§ What needs to be done
Find all the lines in the entries below that hold the word "bride" and copy them.
--
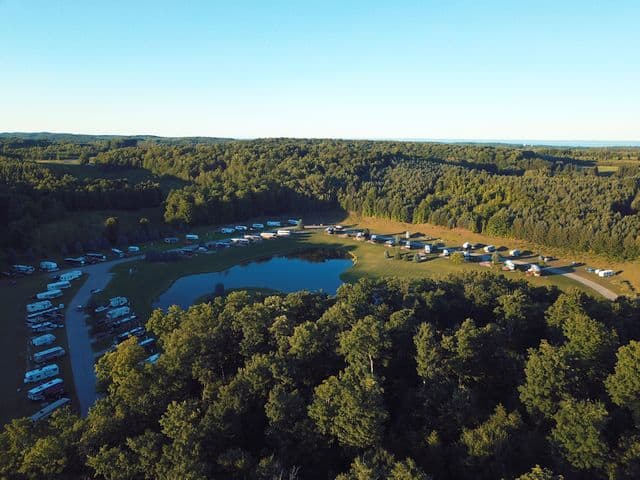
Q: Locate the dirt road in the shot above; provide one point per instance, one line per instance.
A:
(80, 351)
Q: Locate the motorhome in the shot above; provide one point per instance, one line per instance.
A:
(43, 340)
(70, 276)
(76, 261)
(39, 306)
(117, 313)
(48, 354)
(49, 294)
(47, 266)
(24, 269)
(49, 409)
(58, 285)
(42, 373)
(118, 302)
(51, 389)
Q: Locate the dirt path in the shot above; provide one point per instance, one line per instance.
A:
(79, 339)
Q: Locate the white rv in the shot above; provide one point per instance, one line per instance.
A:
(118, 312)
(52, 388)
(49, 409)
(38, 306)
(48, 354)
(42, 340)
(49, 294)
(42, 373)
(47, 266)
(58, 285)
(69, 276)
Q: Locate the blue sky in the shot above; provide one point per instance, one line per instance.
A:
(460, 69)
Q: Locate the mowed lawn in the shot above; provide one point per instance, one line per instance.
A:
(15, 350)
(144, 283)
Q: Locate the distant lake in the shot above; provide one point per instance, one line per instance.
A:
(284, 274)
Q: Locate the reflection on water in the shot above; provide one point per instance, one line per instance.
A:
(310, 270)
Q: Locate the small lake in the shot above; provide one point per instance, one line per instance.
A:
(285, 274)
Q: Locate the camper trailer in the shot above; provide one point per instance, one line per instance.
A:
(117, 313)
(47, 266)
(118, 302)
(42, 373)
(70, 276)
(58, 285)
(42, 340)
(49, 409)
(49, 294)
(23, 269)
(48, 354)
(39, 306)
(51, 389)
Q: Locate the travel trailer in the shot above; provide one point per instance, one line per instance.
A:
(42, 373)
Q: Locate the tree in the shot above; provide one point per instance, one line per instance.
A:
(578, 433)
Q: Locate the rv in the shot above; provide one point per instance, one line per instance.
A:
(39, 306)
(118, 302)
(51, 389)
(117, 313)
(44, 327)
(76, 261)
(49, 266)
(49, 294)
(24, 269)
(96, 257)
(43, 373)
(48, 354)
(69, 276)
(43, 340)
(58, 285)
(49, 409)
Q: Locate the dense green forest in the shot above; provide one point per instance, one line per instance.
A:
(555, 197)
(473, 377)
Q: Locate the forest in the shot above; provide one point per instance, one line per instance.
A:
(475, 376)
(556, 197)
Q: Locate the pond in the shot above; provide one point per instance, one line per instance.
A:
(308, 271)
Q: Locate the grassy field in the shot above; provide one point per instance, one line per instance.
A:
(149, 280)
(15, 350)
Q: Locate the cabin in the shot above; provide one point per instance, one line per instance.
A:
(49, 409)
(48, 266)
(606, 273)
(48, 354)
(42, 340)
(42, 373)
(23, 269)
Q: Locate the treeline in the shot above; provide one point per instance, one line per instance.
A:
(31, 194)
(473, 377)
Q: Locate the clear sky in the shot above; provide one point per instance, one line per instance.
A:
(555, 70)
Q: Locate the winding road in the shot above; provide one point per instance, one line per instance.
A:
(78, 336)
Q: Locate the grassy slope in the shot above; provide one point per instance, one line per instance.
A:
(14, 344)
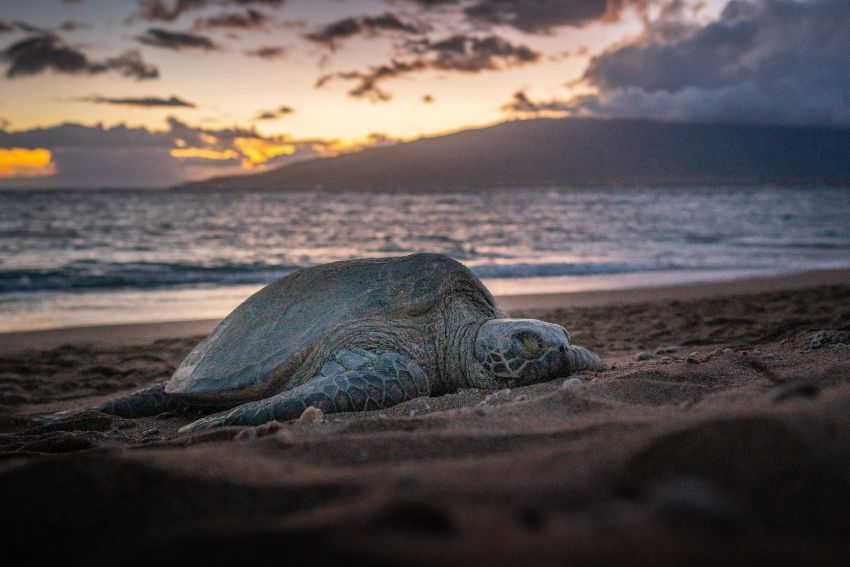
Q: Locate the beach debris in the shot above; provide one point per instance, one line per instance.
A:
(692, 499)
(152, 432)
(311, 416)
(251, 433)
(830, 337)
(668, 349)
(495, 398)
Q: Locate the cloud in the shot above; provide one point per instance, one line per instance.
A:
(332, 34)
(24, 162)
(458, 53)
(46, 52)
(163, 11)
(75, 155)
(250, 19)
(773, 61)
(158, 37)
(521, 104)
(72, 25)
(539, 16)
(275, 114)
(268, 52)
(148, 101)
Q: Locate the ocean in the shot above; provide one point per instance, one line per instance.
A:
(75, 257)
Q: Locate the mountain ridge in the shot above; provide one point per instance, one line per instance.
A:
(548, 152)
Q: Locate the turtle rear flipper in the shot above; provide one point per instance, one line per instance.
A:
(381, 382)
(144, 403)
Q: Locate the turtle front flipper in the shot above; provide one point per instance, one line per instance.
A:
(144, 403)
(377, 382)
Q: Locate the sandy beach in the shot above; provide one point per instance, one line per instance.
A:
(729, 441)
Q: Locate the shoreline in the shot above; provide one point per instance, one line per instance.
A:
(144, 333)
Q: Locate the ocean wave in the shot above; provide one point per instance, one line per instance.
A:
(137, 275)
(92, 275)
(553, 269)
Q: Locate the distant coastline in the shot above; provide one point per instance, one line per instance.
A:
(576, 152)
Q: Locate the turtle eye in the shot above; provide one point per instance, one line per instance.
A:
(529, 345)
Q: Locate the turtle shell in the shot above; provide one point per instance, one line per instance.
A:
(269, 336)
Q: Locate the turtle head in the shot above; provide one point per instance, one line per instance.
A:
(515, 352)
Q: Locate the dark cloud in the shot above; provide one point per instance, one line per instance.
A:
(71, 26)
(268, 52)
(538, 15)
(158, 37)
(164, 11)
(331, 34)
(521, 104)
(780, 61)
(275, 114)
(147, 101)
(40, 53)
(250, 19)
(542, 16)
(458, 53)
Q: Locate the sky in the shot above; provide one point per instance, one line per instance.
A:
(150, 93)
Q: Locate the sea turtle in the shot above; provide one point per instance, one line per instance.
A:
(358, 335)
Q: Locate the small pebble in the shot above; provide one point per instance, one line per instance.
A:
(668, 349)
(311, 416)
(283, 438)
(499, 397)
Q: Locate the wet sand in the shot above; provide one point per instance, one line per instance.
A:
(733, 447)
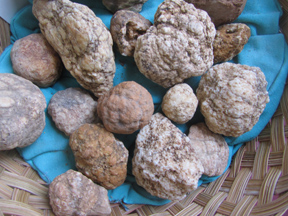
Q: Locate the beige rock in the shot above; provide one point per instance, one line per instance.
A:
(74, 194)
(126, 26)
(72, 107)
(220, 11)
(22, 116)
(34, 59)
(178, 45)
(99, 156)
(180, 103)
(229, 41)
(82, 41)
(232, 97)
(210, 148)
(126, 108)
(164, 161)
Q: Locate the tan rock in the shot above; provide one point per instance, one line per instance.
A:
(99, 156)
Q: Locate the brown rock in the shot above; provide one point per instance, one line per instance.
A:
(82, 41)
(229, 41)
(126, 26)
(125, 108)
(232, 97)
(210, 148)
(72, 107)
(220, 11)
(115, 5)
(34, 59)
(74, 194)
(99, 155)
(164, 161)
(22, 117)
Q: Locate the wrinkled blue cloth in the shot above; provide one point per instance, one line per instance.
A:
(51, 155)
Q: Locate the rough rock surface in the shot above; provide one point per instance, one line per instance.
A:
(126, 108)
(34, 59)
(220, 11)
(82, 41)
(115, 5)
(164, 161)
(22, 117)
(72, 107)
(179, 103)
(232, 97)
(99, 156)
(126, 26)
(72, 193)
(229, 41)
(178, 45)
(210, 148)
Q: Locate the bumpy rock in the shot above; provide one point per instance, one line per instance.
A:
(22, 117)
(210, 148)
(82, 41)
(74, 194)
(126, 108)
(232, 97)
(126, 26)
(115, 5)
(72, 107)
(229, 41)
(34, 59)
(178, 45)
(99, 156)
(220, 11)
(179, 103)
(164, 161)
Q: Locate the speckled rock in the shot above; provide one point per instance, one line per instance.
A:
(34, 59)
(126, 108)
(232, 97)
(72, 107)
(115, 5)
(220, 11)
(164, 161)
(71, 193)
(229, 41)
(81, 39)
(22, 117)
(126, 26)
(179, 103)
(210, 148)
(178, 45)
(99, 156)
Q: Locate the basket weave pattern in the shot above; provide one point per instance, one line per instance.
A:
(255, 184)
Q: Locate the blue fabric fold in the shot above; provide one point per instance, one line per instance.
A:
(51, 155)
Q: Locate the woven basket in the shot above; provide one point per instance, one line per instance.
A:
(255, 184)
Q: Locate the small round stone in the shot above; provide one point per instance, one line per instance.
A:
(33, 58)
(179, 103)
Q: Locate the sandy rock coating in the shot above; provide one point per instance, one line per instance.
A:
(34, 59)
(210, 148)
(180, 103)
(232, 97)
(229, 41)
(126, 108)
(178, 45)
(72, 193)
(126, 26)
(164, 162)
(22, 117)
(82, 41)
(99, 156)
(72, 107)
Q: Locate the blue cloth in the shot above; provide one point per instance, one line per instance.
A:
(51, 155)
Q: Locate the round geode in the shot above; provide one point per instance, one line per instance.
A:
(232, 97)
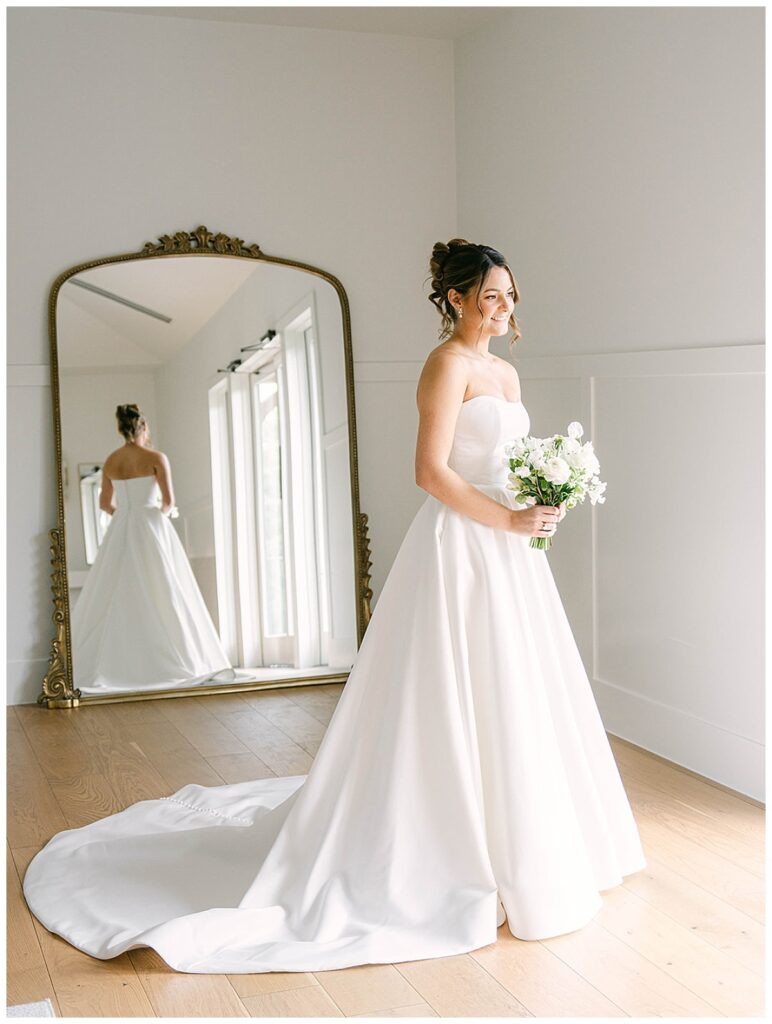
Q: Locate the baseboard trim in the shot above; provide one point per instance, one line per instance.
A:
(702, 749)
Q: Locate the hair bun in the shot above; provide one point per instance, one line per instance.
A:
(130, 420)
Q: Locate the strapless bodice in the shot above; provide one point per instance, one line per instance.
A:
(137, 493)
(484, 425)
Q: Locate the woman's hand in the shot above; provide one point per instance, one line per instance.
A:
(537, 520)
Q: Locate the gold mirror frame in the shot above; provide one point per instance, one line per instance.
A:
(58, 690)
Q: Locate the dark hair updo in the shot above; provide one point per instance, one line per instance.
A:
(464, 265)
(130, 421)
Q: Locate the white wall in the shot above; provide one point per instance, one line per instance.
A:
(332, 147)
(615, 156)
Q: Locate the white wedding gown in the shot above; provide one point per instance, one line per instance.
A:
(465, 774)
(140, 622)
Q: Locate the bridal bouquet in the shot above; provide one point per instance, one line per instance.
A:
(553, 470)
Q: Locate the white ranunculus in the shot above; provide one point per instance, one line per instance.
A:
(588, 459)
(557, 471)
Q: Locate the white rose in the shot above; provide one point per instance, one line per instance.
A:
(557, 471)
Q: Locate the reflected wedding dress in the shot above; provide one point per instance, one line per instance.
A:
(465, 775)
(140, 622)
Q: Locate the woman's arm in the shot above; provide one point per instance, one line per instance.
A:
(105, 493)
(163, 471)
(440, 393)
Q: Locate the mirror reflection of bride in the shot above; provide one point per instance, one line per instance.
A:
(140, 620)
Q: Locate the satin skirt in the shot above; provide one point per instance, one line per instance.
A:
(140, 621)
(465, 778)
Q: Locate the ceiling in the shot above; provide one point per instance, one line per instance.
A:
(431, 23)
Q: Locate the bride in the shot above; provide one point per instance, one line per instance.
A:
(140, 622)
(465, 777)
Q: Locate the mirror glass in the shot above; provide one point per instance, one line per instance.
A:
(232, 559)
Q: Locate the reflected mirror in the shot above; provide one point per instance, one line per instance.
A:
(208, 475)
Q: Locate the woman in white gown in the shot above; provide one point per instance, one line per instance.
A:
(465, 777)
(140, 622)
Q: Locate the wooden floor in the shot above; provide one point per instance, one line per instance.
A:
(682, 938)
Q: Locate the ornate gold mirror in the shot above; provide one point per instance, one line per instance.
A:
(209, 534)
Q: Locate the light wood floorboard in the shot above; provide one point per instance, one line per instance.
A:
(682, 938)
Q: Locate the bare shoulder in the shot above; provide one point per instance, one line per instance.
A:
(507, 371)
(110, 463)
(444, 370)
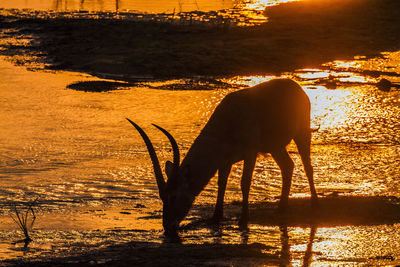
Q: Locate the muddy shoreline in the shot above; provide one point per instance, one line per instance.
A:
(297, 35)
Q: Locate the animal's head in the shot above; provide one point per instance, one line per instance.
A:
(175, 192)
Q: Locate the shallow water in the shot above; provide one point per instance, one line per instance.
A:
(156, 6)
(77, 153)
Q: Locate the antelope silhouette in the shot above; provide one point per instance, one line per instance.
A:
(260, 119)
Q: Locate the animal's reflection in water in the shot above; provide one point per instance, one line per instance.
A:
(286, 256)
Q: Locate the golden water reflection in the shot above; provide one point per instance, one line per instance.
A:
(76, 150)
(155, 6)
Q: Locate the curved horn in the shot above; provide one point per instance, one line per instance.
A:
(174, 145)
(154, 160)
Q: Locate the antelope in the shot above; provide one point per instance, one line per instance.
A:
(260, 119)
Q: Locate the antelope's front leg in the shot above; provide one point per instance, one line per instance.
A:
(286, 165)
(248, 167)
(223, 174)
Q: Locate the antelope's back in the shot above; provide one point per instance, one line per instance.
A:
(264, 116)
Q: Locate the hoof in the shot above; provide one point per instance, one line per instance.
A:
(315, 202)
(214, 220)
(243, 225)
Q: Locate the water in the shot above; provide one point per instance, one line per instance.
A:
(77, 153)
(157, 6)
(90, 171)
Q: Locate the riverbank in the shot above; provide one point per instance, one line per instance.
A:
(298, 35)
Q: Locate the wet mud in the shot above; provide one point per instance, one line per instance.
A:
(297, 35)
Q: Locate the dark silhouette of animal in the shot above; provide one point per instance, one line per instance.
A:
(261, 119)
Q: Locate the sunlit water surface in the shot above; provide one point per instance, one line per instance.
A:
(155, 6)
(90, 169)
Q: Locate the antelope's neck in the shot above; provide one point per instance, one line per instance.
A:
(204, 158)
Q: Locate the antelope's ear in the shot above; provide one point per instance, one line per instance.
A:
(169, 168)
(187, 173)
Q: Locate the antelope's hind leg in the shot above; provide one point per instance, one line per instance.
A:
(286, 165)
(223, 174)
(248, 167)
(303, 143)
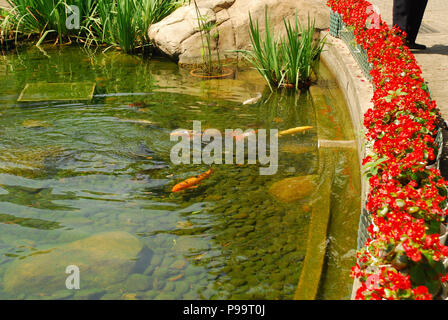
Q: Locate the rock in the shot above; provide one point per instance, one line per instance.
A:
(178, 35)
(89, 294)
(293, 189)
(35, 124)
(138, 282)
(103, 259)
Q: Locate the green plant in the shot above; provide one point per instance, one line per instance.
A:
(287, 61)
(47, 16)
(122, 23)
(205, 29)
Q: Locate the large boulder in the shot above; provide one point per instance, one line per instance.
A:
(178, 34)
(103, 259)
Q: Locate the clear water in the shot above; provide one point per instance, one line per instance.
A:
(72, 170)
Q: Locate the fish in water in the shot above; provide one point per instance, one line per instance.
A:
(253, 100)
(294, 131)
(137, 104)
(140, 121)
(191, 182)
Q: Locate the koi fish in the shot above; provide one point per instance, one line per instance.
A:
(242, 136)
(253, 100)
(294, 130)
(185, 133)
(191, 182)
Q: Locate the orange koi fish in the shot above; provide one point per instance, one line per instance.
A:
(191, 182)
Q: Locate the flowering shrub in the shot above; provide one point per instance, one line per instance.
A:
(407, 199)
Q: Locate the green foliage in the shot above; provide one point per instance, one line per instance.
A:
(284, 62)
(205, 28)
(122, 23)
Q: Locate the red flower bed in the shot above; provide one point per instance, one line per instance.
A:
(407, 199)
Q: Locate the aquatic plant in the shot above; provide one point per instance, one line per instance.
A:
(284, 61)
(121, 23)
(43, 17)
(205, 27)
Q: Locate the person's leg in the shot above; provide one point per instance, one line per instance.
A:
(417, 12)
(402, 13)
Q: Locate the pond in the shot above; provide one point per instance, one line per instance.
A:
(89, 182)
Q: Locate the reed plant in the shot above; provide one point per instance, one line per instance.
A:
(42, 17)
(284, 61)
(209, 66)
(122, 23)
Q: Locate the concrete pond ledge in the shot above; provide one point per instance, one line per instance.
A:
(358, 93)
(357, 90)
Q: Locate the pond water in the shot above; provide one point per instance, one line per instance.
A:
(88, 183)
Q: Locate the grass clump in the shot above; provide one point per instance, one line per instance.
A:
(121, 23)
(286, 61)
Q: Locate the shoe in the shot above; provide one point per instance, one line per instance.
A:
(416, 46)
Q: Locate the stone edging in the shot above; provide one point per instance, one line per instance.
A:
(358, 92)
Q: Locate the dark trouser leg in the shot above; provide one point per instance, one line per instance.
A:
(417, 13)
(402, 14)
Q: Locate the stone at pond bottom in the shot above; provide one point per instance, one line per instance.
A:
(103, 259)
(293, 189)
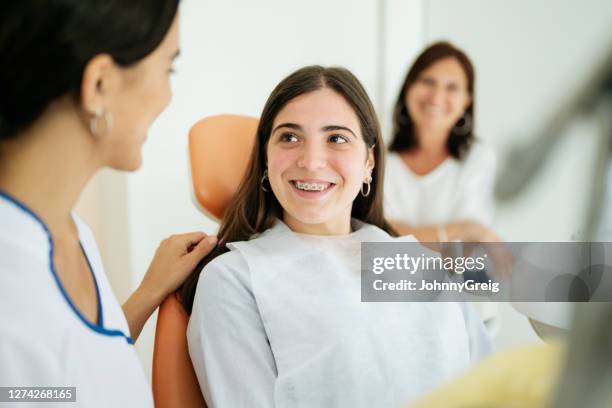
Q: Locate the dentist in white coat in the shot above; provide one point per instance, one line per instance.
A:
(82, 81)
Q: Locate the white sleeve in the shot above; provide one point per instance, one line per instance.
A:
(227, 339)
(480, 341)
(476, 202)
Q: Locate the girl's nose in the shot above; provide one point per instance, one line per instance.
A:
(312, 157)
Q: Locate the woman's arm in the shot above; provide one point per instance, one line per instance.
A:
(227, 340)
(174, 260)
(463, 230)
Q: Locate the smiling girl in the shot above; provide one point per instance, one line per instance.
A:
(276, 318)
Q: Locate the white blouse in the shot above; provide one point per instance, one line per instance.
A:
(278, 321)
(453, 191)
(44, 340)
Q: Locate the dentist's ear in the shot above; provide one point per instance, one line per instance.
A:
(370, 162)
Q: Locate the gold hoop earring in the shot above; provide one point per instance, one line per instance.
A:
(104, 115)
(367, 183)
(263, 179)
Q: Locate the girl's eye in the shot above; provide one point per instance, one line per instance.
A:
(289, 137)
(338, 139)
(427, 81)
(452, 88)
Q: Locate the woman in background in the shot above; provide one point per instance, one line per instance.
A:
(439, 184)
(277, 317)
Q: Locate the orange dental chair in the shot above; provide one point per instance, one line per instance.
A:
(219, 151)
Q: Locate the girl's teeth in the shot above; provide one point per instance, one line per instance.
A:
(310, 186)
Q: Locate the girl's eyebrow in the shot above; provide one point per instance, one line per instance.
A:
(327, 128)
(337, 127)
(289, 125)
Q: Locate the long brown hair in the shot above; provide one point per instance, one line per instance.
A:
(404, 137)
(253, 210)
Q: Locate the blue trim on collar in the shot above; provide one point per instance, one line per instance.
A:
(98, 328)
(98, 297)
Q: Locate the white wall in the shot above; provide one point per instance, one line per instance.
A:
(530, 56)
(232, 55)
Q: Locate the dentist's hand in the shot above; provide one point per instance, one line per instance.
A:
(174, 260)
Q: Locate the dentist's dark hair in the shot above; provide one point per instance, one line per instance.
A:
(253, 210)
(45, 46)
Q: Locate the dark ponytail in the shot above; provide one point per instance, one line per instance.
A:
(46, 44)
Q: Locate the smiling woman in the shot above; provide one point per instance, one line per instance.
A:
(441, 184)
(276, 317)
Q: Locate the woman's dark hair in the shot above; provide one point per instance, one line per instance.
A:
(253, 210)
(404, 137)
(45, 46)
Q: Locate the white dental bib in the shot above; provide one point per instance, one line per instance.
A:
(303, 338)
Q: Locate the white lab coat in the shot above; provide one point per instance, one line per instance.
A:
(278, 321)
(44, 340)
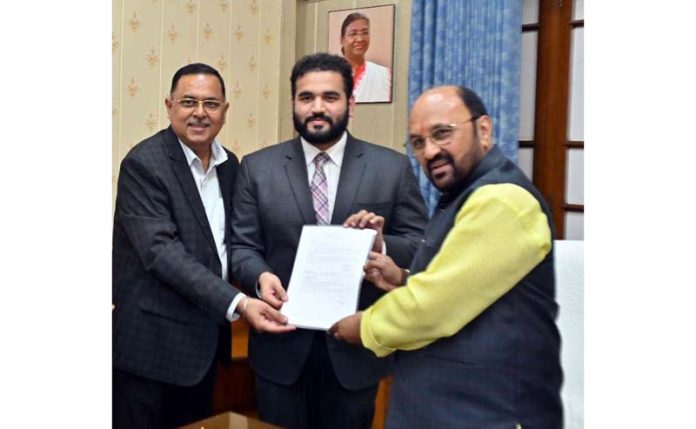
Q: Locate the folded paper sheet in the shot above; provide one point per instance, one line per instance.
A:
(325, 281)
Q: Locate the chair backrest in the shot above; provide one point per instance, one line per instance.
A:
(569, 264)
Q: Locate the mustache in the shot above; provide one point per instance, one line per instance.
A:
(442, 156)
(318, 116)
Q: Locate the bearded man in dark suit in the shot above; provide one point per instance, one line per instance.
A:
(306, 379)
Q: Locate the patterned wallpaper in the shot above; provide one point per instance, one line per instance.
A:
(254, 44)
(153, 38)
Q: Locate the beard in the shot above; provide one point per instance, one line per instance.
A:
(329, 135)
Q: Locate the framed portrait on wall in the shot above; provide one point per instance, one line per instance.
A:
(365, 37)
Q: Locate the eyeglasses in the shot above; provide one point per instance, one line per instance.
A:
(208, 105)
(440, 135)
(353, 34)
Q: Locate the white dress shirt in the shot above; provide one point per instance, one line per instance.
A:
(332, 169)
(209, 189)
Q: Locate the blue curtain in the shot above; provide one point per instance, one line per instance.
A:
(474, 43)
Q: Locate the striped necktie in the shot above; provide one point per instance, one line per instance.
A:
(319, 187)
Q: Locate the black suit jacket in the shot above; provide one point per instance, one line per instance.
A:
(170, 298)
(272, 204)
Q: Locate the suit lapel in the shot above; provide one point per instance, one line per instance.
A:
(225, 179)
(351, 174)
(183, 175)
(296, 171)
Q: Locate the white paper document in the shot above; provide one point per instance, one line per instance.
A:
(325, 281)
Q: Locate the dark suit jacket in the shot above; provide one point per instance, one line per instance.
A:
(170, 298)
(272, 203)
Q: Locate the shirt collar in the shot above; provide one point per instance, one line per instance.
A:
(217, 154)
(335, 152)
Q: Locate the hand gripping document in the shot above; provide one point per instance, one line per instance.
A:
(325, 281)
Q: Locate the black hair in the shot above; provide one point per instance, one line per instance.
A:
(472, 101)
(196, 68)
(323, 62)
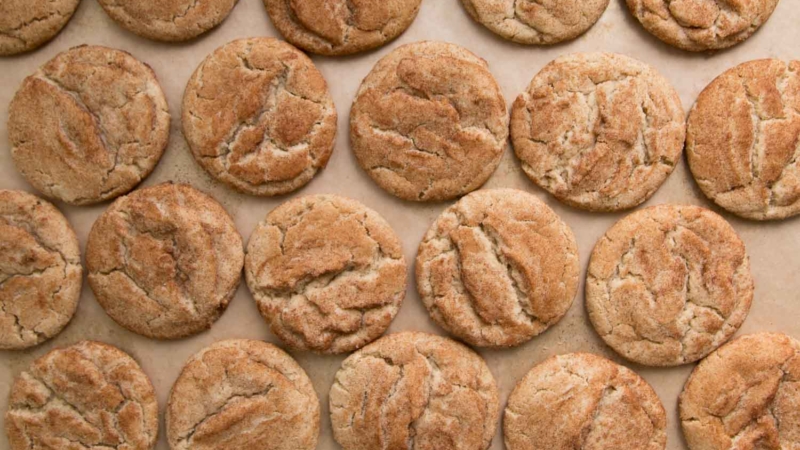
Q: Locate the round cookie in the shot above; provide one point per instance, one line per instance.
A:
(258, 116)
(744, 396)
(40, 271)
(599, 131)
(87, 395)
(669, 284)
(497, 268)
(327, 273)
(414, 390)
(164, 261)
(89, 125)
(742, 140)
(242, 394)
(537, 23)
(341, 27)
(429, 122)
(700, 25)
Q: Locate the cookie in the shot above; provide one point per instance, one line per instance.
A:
--
§ Solution for this task
Q: Locate the mirror reflection of bride in the shot above; provide one point per instance, one line per instance.
Q: Locate the bride in the shot above; provide one point per instance, one line per instance.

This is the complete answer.